- [WHAT IS REQUIRED]: From the text on reforms in money management and corporate governance, write out word for word the passage starting at "Reforms in Money" and ending at "the financial system.".

- [TEXT PROVIDED]:
Reforms in Money Management and Corporate Governance
Over the last few weeks Carl Icahn, the billionaire financier, and John Bogle, who founded the hugely successful Vanguard group of investment funds, have offered some related ideas to improve the financial system.
Icahn wants a national law that takes power from the management of public companies and gives it to owners. The means to this end would be a federal law that permits shareholders to change the state in which the company is incorporated. Corporate law is mainly determined at the state level, with each state having a more or less different legal regime in place. Currently, Delaware law gives exorbitant power to managers of publicly traded companies at the expense of shareholders. Therefore, most of these companies have been registered (by management) in Delaware. And under current state law the approval of the incumbent board of directors is necessary to change the jurisdiction of incorporation. Given the incestuous relations between managements and boards, the boards choose to remain in Delaware. But, there are states with much more shareholder-friendly corporate laws. Icahn insists (rightly, in my opinion) that shareholders, being the owners of the company, ought to have an unimpeded choice in this matter of jurisdiction. The economic assumption underlying Icahn's shareholder rights campaign is that shareholders, rather than managers, have such incentives as will lead them to maximize corporate profits and optimize the risk/reward ratio in corporate decisionmaking. After all, shareholders benefit from success and suffer from failure. Managers benefit disproportionately from success, but do not necessarily suffer losses from failure since (with the connivance of corrupt boards) their compensation is so often contracted at a high rate in the event of failure and at an obscenely high rate in the event of success. Delaware law, largely through the "business judgment" rule, leaves managers largely unaccountable. Corruption and incompetence result.

- [RAW RECORDS]:
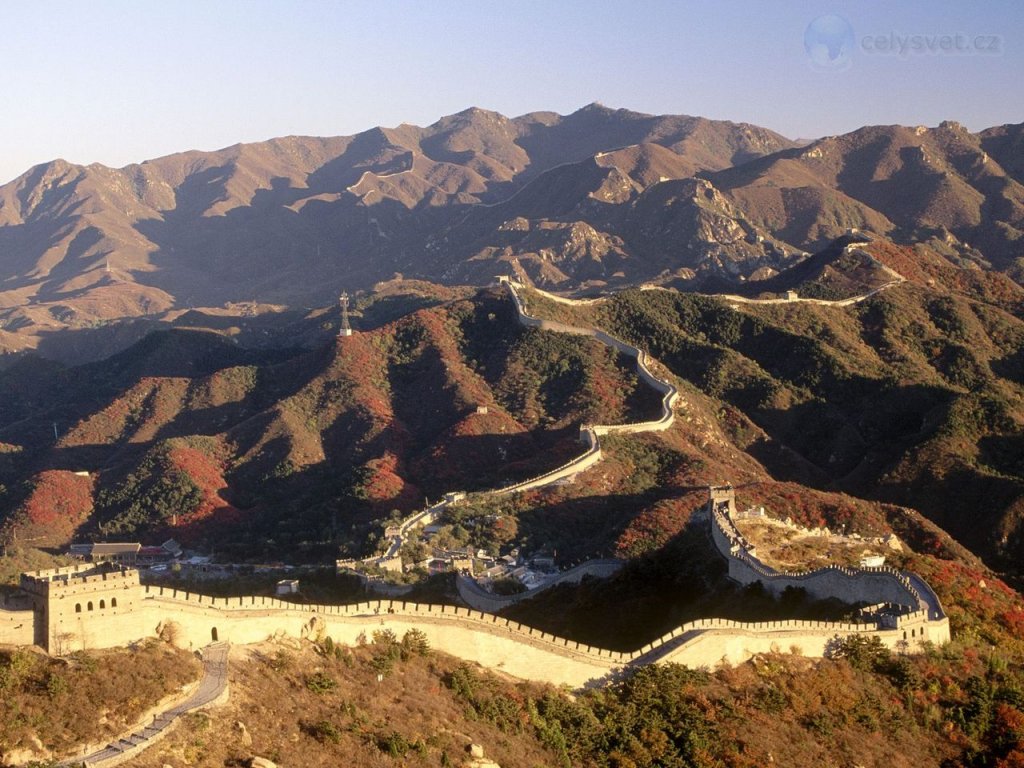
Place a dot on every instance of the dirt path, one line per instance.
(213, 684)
--
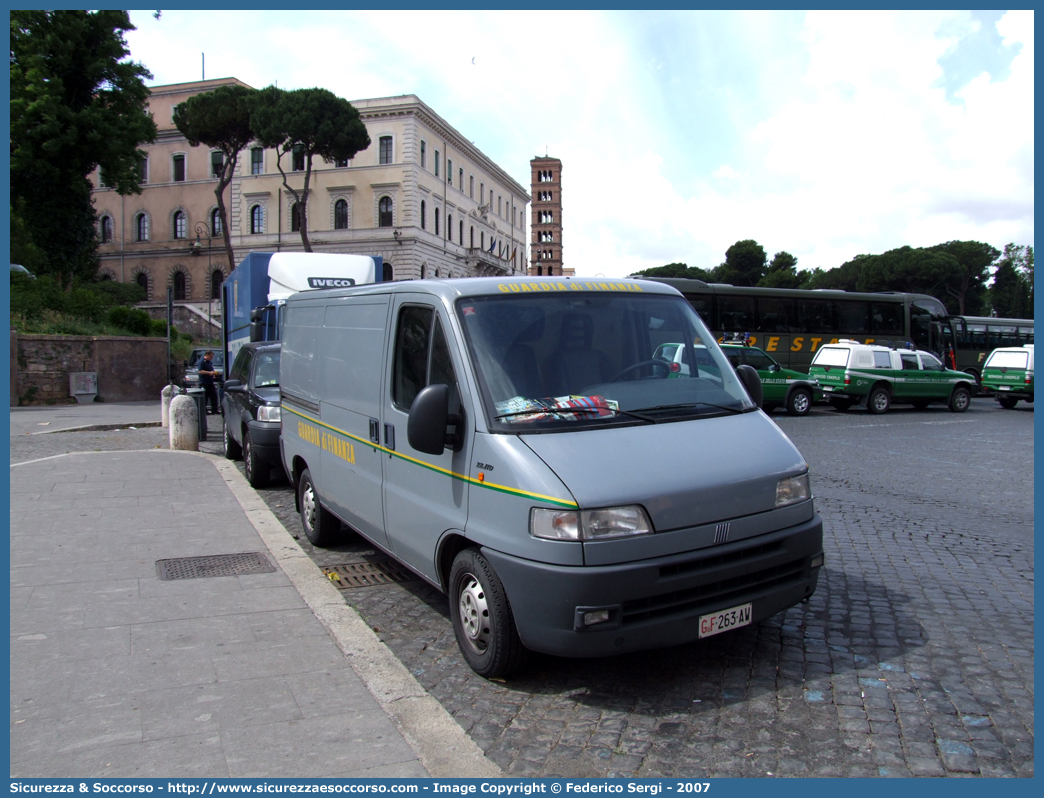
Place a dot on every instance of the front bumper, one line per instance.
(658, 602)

- [SOLUTION FOR THIS PROBLEM]:
Reforms in Money Management and Corporate Governance
Over the last few weeks Carl Icahn, the billionaire financier, and John Bogle, who founded the hugely successful Vanguard group of investment funds, have offered some related ideas to improve the financial system.